▶ Problem description
Answer these questions about the pyspc-unmix page:
1. What command does it give for installing the package?
2. Which constraint does NNLS place on the decomposition?
3. Which function does the example import to simulate the mixtures?

`pyspc-unmix`: Python package for unmixing hyperspectral data

pyspc-unmix: Python package for unmixing hyperspectral data
Installation
Available tools and alogrithms
Examples

Installation

pip install git+https://github.com/r-hyperspec/pyspc-unmix

Available tools and alogrithms

Endmember extraction:
- N-FINDR
Decomposition - helper classes and transformations for representing data as linear decomposition, i.e. $X = C \times S$
- OLS (Ordinary Least Squares) - most common linear decomposition $X = C \times S$;
- NNLS (Non-negative Least Squares) - linear decomposition with non-negative constraints $X = C \times S$, $C \geq 0$;
- Barycentric coordinates - given a simplex vertices, transform points to barycentric coordinates and vice versa;
- PCA (Principal Component Analysis);
- EMSC Extended Multiplicative Signal Correction.

Examples

Prepare pure-mixture dataset

import numpy as np
import pandas as pd
import matplotlib.pyplot as plt

plt.style.use("ggplot")

from pyspc_unmix.utils import generate_demo_mixture

# Simulate mixtures
mixtures, true_coefs, true_ems, x = generate_demo_mixture()

# This is how true coefficients look like
pd.DataFrame(true_coefs, columns=["EM1", "EM2", "EM3"])

	EM1	EM2	EM3
0	0.182059	0.462129	0.355812
1	0.657381	0.171323	0.171296
2	0.038078	0.567845	0.394077
3	0.416865	0.012119	0.571017
4	0.678655	0.173111	0.148234
...	...	...	...
95	0.025000	0.025000	0.950000
96	0.315618	0.650787	0.033595
97	0.030610	0.674186	0.295205
98	0.089524	0.367959	0.542517
99	0.233558	0.674081	0.092361

# Plot simulated mixtures and pure components
fig, axs = plt.subplots(2, 1, figsize=(10, 8), layout="tight")
axs[0].plot(x, mixtures.T)
axs[1].plot(x, true_ems.T, label=["EM1", "EM2", "EM3"])
axs[0].set_title("Mixtures")
axs[1].set_title("Pure components / Endmembers")
axs[1].legend()

Decompositions

Decomposition classes are a convenient way to represent data as a linear decomposition, i.e. $X = C \times S$. The most commonly used scikit-leart transform interface is powerful but approaches the problem from a transformation perspective. These classes approach the problem from a data representation perspective. So, it helps to:

keep loadings and scores together: Working with a decomposed spectral data, it is common to work with loadings and scores, and it is often conviniet to 'have them near each other'.

▶ Data
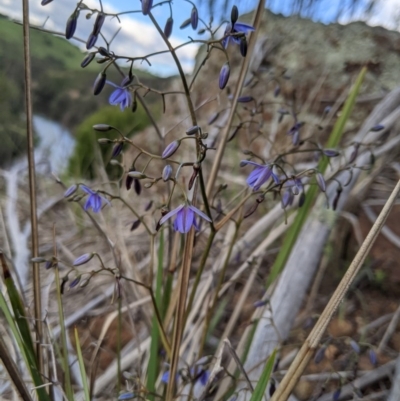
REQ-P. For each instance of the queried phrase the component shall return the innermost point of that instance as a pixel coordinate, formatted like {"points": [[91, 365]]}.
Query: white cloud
{"points": [[135, 39]]}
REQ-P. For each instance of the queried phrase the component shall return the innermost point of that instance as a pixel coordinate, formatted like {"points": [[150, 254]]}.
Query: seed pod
{"points": [[224, 75], [135, 224], [171, 149], [234, 15], [117, 149], [146, 6], [185, 23], [71, 24], [70, 191], [99, 83], [243, 46], [102, 127], [83, 259], [87, 60], [245, 99], [168, 27], [193, 130], [194, 18], [330, 152], [98, 23], [92, 39], [320, 181], [167, 172]]}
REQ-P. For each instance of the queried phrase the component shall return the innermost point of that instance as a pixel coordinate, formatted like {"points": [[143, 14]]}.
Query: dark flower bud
{"points": [[378, 127], [213, 118], [319, 355], [71, 24], [234, 15], [117, 149], [224, 75], [99, 83], [146, 6], [194, 18], [148, 206], [302, 199], [355, 346], [87, 60], [336, 394], [75, 282], [336, 199], [168, 27], [185, 23], [70, 191], [92, 39], [167, 172], [251, 210], [193, 130], [137, 175], [137, 186], [135, 224], [104, 52], [330, 152], [98, 23], [245, 99], [102, 127], [320, 181], [83, 259], [171, 149], [372, 357], [243, 46]]}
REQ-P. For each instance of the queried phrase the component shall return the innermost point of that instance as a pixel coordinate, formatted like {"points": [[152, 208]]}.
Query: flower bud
{"points": [[171, 149], [193, 130], [194, 18], [117, 149], [378, 127], [186, 23], [98, 23], [83, 259], [243, 46], [75, 282], [224, 75], [146, 6], [135, 224], [330, 152], [87, 60], [213, 118], [320, 181], [99, 83], [137, 175], [167, 172], [70, 191], [234, 15], [245, 99], [71, 24], [92, 39], [102, 127], [168, 27]]}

▶ Written response
1. pip install git+https://github.com/r-hyperspec/pyspc-unmix
2. A non-negativity constraint on the coefficients, C ≥ 0.
3. generate_demo_mixture, from pyspc_unmix.utils.